Turn the listing below into a Markdown table with the columns Row and Line, starting with the line that contains "Objective — for every instance of the red" and going on through the line that contains "[[207, 174]]". Give each line its own numbered row, skip blank lines, and leave the pictures out.

━━━━━━━━━━━━━━━━━━━━━━━━━━━━━━

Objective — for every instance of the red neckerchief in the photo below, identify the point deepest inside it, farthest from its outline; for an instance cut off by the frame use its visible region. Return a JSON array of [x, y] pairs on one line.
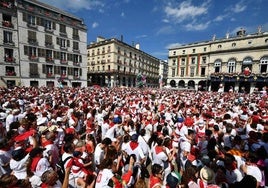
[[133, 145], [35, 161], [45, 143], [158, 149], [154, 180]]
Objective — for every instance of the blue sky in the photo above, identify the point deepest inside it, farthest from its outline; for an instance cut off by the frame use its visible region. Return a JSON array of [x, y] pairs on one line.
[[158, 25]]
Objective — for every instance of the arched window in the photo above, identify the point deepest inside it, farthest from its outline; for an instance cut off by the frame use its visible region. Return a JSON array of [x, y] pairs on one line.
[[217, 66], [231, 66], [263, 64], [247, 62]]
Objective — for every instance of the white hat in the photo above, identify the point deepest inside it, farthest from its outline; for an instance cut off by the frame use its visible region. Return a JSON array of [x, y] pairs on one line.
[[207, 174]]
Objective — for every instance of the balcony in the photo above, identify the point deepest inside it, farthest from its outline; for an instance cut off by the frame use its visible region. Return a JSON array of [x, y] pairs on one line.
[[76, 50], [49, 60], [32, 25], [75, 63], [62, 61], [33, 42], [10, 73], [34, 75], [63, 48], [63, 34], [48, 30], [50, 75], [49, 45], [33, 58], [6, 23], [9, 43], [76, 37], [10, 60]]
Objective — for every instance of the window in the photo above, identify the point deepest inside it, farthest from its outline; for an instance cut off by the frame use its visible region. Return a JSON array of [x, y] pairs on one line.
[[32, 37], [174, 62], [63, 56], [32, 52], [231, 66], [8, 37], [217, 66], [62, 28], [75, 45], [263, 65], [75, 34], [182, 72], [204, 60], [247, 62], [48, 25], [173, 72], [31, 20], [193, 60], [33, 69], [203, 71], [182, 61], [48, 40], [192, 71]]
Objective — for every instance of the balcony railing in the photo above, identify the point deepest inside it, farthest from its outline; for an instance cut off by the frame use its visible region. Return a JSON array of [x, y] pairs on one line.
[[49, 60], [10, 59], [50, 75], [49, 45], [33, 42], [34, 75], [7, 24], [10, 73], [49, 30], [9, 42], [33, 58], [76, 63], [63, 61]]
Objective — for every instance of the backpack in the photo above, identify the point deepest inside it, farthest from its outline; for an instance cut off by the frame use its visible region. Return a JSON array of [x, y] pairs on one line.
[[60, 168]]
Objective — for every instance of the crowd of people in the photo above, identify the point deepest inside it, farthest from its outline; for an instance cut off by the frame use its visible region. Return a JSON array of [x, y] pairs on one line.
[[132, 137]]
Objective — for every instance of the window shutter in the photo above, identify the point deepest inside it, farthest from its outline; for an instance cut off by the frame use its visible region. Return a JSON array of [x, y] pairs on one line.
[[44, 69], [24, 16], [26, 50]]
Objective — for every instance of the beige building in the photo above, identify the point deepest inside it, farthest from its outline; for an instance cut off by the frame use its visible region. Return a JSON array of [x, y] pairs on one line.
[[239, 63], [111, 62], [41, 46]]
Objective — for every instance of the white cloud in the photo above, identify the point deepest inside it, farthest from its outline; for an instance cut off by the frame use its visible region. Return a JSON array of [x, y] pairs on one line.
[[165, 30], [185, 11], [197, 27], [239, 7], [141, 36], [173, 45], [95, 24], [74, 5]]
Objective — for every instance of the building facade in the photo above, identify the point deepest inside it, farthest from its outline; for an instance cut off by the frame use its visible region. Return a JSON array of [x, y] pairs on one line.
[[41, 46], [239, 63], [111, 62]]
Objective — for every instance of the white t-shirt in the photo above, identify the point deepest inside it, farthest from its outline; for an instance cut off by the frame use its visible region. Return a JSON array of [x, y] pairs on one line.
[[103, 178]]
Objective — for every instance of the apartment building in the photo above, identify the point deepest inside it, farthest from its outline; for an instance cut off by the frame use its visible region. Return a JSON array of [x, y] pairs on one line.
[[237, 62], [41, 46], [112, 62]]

━━━━━━━━━━━━━━━━━━━━━━━━━━━━━━

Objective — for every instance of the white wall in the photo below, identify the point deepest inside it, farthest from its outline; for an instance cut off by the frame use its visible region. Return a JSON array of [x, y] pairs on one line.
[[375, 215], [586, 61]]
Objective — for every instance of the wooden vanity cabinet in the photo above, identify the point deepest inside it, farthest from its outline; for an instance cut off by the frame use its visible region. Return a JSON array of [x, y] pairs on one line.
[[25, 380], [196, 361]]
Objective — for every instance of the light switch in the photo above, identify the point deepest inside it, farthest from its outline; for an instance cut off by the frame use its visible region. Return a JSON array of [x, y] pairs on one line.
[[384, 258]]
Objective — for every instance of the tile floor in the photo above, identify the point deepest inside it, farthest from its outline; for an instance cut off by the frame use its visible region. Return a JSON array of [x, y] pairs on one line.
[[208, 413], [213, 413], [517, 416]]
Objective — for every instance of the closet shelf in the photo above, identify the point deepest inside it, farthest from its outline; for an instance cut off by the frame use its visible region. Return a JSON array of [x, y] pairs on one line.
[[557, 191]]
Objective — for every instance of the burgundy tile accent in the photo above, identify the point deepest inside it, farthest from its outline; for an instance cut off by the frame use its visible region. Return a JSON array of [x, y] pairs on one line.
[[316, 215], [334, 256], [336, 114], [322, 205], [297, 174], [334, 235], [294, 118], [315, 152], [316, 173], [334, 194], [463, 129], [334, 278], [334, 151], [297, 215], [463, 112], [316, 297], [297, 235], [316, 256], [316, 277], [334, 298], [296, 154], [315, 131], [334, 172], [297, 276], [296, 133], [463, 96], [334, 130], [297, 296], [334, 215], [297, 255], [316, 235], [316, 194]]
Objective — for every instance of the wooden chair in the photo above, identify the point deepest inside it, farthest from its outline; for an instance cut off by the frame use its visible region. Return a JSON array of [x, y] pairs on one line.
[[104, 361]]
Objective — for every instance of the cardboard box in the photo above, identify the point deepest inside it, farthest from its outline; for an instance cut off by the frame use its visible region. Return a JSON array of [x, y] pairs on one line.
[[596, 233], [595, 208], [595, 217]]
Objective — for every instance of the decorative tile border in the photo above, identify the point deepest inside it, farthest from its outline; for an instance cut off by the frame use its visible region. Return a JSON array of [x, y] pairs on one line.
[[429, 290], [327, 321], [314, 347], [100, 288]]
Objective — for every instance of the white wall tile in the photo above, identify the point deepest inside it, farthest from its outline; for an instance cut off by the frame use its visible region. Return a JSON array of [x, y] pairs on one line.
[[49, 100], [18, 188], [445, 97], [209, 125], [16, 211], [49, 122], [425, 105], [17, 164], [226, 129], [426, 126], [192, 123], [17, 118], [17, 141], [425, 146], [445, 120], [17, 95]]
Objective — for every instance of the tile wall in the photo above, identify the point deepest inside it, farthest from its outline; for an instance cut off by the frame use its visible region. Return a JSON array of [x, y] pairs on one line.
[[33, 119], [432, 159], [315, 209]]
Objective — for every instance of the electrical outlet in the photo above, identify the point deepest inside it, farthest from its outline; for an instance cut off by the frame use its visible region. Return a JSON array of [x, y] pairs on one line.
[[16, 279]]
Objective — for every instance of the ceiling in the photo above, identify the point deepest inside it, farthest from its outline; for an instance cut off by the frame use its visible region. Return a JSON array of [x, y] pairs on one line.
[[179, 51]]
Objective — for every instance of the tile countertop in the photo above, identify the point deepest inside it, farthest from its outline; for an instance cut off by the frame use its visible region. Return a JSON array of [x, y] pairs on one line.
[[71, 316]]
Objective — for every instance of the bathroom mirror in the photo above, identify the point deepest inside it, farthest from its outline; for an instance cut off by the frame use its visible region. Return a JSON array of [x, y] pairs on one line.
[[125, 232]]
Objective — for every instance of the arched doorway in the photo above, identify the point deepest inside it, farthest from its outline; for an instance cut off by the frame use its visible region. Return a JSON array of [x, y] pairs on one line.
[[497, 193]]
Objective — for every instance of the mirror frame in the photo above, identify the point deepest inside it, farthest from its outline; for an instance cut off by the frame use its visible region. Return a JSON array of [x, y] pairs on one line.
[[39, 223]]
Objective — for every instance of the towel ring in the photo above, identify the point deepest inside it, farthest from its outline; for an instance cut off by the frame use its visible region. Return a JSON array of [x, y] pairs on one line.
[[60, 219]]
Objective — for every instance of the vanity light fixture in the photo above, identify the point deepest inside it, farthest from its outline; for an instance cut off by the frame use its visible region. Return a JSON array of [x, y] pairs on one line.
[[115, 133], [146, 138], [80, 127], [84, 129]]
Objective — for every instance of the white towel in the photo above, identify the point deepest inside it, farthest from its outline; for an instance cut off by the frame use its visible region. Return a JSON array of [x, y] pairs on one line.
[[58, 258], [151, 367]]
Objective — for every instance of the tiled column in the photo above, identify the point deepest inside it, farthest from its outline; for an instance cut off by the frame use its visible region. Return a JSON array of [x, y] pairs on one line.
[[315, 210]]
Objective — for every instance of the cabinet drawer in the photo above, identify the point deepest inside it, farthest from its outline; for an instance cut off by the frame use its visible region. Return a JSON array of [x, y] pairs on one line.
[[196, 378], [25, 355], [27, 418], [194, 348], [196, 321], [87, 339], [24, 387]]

━━━━━━━━━━━━━━━━━━━━━━━━━━━━━━

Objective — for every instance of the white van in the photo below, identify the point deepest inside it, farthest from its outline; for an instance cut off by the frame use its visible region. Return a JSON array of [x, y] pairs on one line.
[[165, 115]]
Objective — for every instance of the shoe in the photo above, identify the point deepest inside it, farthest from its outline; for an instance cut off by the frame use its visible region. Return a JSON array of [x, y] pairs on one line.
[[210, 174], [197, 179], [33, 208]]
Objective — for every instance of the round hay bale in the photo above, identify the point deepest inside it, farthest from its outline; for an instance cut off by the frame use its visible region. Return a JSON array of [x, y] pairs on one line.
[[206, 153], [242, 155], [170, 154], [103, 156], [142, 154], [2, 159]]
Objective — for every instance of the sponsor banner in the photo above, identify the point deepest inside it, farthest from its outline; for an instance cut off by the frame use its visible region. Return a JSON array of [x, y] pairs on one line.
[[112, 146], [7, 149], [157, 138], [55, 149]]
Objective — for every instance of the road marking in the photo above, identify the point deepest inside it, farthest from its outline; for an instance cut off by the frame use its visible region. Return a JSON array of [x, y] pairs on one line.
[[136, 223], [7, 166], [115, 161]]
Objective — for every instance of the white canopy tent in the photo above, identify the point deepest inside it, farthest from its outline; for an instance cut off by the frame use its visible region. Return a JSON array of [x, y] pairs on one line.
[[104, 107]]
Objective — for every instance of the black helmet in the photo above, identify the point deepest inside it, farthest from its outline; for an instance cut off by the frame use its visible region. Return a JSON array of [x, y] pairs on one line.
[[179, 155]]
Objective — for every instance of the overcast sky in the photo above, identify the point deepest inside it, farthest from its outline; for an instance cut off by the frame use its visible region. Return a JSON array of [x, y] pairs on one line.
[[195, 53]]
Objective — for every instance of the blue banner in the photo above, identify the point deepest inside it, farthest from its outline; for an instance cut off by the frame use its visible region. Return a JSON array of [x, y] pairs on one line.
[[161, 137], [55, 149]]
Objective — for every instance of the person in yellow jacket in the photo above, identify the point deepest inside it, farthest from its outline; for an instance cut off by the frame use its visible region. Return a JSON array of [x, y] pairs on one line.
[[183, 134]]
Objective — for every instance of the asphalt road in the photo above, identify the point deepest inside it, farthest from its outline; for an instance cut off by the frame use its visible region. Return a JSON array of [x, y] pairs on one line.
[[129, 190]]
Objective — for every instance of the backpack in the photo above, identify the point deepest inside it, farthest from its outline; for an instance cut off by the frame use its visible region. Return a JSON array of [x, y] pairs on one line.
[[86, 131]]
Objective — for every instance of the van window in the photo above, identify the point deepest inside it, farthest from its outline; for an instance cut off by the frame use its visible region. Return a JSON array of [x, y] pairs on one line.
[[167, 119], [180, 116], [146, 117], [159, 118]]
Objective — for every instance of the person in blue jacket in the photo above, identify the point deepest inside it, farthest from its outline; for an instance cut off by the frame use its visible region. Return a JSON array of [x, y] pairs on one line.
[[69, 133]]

━━━━━━━━━━━━━━━━━━━━━━━━━━━━━━

Solution to this task >>
| Row | Line |
|---|---|
| 1 | Objective — for every instance of the red neckerchief in the photo below, identify the point deepest inside it, farthest from its outline; for an instance cut off by the frame use its visible region. Return a JSON array of [x, y] pairs on one line. |
| 2 | [[133, 145], [35, 161], [45, 143], [158, 149], [154, 180]] |
| 3 | Objective — for every instance of the blue sky in the photo above, identify the point deepest inside it, farthest from its outline; for an instance cut off by the frame use its visible region. Return a JSON array of [x, y] pairs on one line. |
| 4 | [[158, 25]] |
| 5 | Objective — for every instance of the arched window in the photo above, identify the point deepest inside it, farthest from its outline; for an instance cut off by the frame use its visible region. Return a JSON array of [x, y] pairs on one line. |
| 6 | [[217, 66], [231, 66], [263, 64], [247, 62]] |
| 7 | Objective — for every instance of the white hat in the photo above, identify the point deepest inside it, farthest from its outline; for an instance cut off by the frame use its visible region. Return a JSON array of [x, y] pairs on one line. |
| 8 | [[207, 174]] |